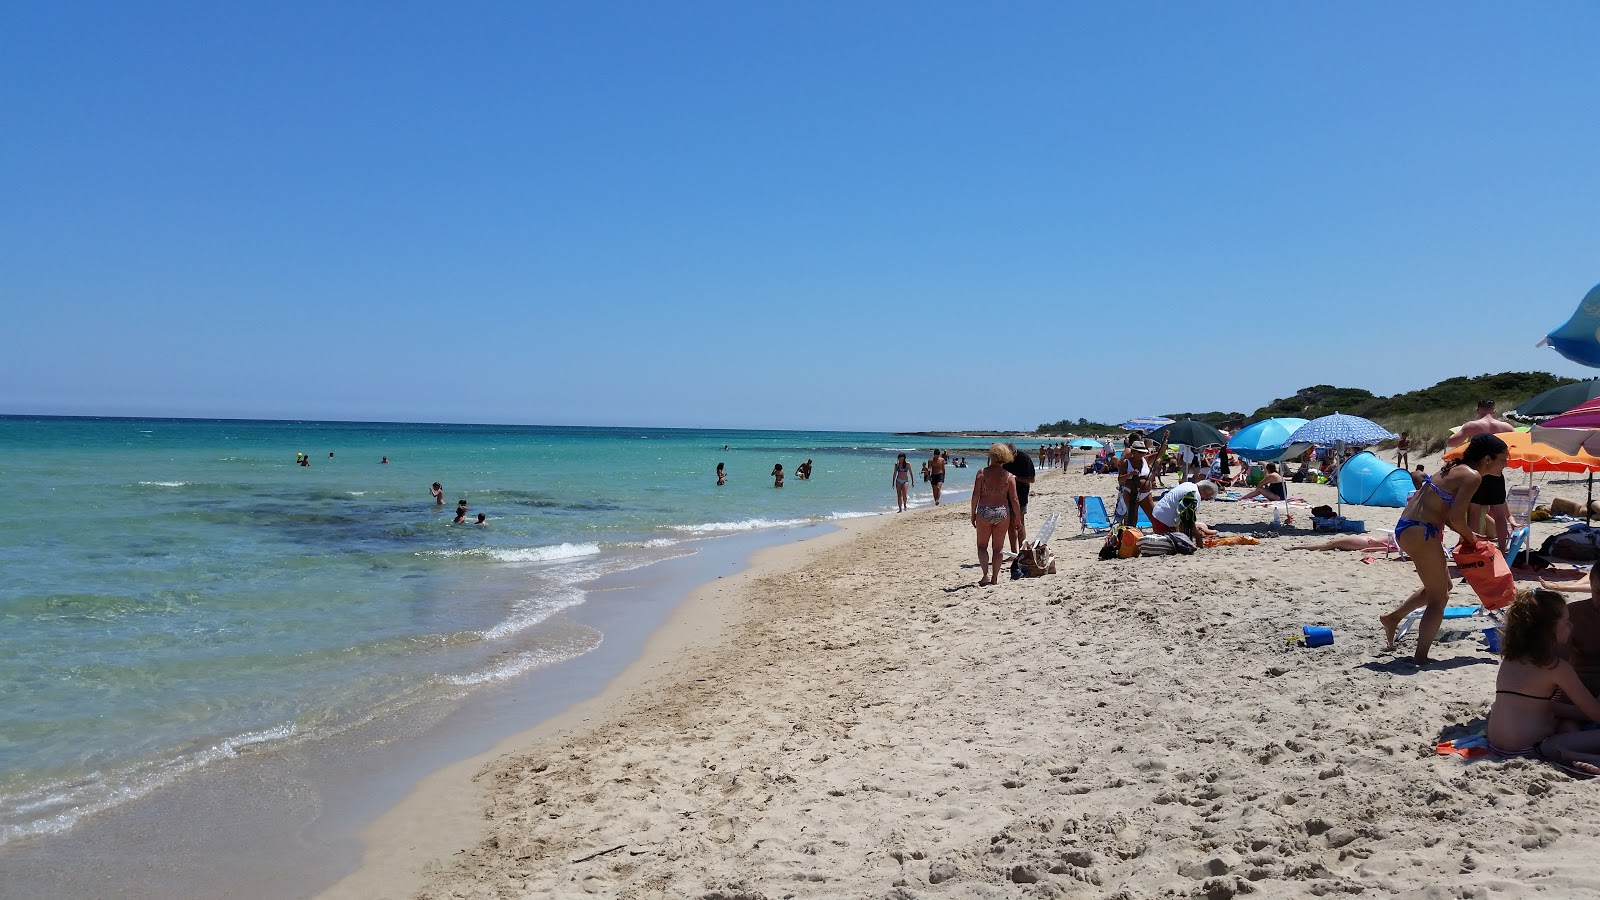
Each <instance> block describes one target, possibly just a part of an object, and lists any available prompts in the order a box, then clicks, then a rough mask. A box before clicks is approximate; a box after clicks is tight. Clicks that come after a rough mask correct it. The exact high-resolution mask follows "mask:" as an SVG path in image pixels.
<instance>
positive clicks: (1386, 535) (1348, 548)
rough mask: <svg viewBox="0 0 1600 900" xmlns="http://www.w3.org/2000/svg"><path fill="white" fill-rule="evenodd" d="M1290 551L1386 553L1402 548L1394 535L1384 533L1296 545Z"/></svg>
mask: <svg viewBox="0 0 1600 900" xmlns="http://www.w3.org/2000/svg"><path fill="white" fill-rule="evenodd" d="M1290 549H1360V551H1376V549H1381V551H1384V552H1395V551H1397V549H1400V548H1398V546H1397V544H1395V536H1394V533H1392V532H1384V533H1381V535H1339V536H1338V538H1328V540H1325V541H1322V543H1314V544H1294V546H1291V548H1290Z"/></svg>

****************

Exercise goal → Where the string "instance" occurs in a line of the listing, copy the line.

Response to this task →
Each <instance> block describes one target, possibly just a part of an object, and lists any available prompts in the order a box, then clicks, then a rough mask. A box before clicks is approximate; a box after clicks is tight. Clicks that come after a rough mask correct it. The exact high-resolution mask follows "mask:" as an SVG path in image pixels.
<instance>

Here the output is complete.